Each entry below has to be written out again exactly.

+++ Source records

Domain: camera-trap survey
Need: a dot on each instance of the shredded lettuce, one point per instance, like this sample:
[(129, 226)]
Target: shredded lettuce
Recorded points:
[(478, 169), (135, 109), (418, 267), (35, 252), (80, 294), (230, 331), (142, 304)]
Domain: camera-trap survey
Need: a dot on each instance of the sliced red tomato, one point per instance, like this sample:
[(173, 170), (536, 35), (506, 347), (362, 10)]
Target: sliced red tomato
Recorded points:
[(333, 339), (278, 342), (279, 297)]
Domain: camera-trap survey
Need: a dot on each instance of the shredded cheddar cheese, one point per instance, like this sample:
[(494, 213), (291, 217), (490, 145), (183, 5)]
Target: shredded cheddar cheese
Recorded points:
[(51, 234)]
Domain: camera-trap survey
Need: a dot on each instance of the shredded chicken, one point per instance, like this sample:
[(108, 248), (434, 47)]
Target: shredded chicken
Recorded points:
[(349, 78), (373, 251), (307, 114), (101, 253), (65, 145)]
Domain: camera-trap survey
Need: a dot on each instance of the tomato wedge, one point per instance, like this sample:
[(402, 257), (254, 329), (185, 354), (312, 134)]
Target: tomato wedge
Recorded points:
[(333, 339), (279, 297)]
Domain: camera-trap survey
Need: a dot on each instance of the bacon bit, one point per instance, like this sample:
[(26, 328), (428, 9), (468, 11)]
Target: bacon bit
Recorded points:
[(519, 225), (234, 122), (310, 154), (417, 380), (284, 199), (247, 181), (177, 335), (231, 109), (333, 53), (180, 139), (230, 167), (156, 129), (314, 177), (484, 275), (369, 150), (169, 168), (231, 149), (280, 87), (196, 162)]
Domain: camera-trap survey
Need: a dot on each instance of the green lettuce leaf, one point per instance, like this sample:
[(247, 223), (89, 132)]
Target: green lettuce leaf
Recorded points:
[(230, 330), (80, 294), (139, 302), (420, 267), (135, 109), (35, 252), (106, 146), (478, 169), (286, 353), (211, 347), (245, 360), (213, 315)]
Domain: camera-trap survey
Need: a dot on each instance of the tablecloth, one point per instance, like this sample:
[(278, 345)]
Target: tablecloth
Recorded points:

++++++

* Result of the task *
Domain: camera-trap survey
Need: a dot on each instance of the shredded lettuce, one point per instance, like this sample:
[(129, 226)]
Target: shredded lettuce
Recorded points:
[(478, 169), (135, 109), (418, 267), (35, 252), (80, 294), (230, 331), (142, 304)]
Domain: camera-trap survey
Need: a dot on each instance of the sliced red tomato, one point per instance, like this sample:
[(173, 170), (536, 35), (506, 347), (362, 10)]
Target: sliced red tomato
Recorded points:
[(333, 339), (278, 342), (279, 297)]
Domain: camera-trap survey
Need: a dot on each instance of the shredded cheddar cheese, one point per instance, like this sample:
[(494, 213), (291, 217), (490, 145), (183, 5)]
Target: shredded cheddar cheese
Recorded points:
[(51, 234)]
Domain: camera-trap survey
Need: a dot on each instance of the shredded chicken, one point per instance, like this sample:
[(108, 248), (434, 47)]
Target: shredded chicken
Recorded points:
[(349, 78), (373, 251), (307, 114), (101, 253), (65, 145)]
Domain: camera-trap survey
Need: a dot on each instance of the tomato wedge, one point per instance, like this sample:
[(402, 257), (254, 329), (185, 354), (312, 134)]
Target: tomato wedge
Recorded points:
[(333, 339), (279, 297)]
Domain: camera-trap survey
Need: a dot on each instance of the bacon bit, one point per instance, like this sample:
[(26, 328), (428, 9), (468, 11)]
Target: bacon bit
Recorded points:
[(519, 225), (234, 122), (310, 154), (417, 380), (284, 199), (247, 181), (177, 335), (231, 109), (333, 53), (180, 139), (230, 167), (156, 129), (314, 177), (484, 275), (369, 150), (169, 168), (231, 149), (280, 87), (196, 162)]
Domain: camera-trap survey
Need: a dot on each instance of the green lettuce leaf, one point per instance, like this sample:
[(247, 223), (89, 132)]
Target: green lettuce leaf
Recorded points:
[(230, 330), (80, 294), (139, 302), (420, 267), (135, 109), (35, 252), (106, 146), (478, 169), (286, 353), (211, 347), (245, 360), (213, 315)]
Domain: camera-trap survey
Need: a dot on each instance of the tablecloth, one point per instance, like this sample:
[(278, 345)]
Target: tablecloth
Recorded points:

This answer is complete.